▶ Task instructions
Lay out the lines below as a numbered list, omitting blank lines.

▶ Outline labeling lines
Begin

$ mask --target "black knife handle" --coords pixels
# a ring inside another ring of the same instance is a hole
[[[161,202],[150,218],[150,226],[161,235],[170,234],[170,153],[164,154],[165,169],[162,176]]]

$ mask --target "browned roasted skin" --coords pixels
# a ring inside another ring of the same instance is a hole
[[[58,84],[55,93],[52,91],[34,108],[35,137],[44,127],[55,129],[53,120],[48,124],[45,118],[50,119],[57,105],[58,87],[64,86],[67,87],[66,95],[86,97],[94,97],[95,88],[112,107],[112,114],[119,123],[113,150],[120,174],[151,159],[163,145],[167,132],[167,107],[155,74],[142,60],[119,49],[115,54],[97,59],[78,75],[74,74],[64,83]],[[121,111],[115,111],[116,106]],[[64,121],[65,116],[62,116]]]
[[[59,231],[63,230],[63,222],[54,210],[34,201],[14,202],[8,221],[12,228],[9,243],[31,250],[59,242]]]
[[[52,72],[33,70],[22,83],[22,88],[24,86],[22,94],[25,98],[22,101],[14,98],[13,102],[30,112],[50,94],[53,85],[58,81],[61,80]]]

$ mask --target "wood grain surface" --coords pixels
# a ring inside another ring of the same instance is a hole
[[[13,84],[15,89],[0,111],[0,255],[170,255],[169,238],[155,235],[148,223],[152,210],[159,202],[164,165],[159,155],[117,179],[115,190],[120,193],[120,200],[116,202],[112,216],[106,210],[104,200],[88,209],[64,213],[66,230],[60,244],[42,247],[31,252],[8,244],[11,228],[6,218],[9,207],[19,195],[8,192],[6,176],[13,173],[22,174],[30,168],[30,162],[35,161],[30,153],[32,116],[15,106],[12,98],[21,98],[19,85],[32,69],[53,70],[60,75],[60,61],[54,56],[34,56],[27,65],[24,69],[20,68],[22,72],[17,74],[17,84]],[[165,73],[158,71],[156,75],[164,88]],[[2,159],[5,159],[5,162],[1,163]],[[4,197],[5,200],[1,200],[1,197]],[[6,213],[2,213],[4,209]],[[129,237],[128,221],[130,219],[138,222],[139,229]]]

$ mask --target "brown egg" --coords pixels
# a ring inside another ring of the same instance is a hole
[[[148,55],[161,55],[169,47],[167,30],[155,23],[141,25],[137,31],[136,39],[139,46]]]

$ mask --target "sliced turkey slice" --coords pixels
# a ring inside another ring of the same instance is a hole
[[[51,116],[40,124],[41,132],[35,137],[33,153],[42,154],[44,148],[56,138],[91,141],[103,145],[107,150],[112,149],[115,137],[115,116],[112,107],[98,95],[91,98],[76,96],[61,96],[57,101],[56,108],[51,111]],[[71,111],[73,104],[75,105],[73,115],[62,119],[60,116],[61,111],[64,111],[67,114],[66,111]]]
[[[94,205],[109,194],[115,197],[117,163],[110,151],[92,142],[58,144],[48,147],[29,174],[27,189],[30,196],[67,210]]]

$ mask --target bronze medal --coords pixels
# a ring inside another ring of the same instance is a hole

End

▶ Completed task
1. $ mask --target "black knife handle" --coords pixels
2. # a ring inside another ring of the same instance is a hole
3. [[[161,202],[150,218],[150,226],[161,235],[170,234],[170,153],[164,154],[165,169],[162,176]]]
4. $ mask --target "browned roasted skin" --coords pixels
5. # a ring inside another ring of the same instance is a hole
6. [[[58,84],[55,93],[52,91],[34,108],[35,137],[44,127],[55,129],[53,120],[48,124],[45,118],[50,119],[57,105],[58,87],[64,86],[67,87],[66,95],[86,97],[94,97],[95,88],[112,107],[112,114],[119,123],[113,150],[120,174],[151,159],[163,145],[167,132],[167,107],[155,74],[142,60],[119,49],[115,54],[97,59],[78,75],[74,74],[64,83]],[[121,111],[115,111],[116,106]],[[64,121],[65,116],[62,116]]]
7. [[[59,231],[63,230],[63,222],[54,210],[34,201],[14,202],[8,221],[12,228],[9,243],[31,250],[59,242]]]
8. [[[52,72],[33,70],[22,83],[22,88],[24,86],[22,94],[25,98],[22,101],[14,98],[13,102],[30,112],[50,94],[53,85],[58,81],[61,80]]]
9. $ mask --target "wood grain surface" --coords pixels
10. # a ring inside another ring of the same instance is a hole
11. [[[13,84],[15,89],[0,111],[0,255],[170,255],[169,238],[155,235],[148,223],[152,210],[159,202],[164,165],[159,155],[117,179],[115,190],[120,193],[120,200],[116,202],[112,216],[106,210],[104,200],[88,209],[64,213],[66,230],[60,244],[42,247],[31,252],[8,244],[11,228],[6,218],[9,207],[19,195],[8,192],[6,176],[13,173],[22,174],[30,168],[30,162],[35,161],[30,153],[32,116],[15,106],[12,98],[21,98],[19,85],[32,69],[53,70],[60,75],[60,61],[54,56],[34,56],[27,65],[24,69],[20,68],[22,72],[17,74],[17,84]],[[165,73],[158,71],[156,75],[164,88]],[[2,159],[5,159],[5,162],[1,163]],[[4,197],[5,200],[1,200],[1,197]],[[6,213],[2,213],[4,209]],[[129,237],[128,221],[130,219],[138,222],[139,229]]]
12. $ mask --target "brown egg" --coords pixels
13. # a ring inside another ring of the same instance is a hole
14. [[[148,55],[161,55],[169,47],[167,30],[155,23],[141,25],[137,31],[136,39],[139,46]]]
15. $ mask --target "sliced turkey slice" --coords pixels
16. # a ring inside another ring of the same instance is a hole
17. [[[51,116],[40,124],[41,132],[35,137],[33,153],[42,154],[44,148],[56,138],[91,141],[103,145],[107,150],[112,149],[115,137],[115,116],[112,107],[98,95],[91,98],[76,96],[61,96],[57,101],[56,108],[51,111]],[[71,111],[73,104],[75,105],[73,115],[62,119],[60,116],[61,111],[64,111],[67,114],[66,111]]]
18. [[[94,205],[109,194],[115,197],[117,163],[110,151],[92,142],[58,144],[48,147],[29,174],[27,189],[30,196],[67,210]]]
19. $ mask --target bronze medal --coords pixels
20. # a ring inside another ring of the same instance is a hole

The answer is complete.